**What is needed**
Count the lines in the items below that contain the string "quiz", treating uppercase and lowercase as different. Reply with the number only.

======== Data to process ========

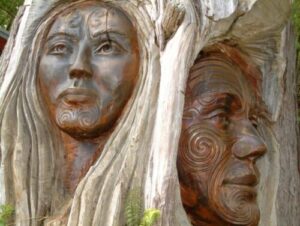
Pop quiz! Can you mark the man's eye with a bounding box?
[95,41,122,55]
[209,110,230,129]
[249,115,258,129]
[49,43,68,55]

========

**Written solution**
1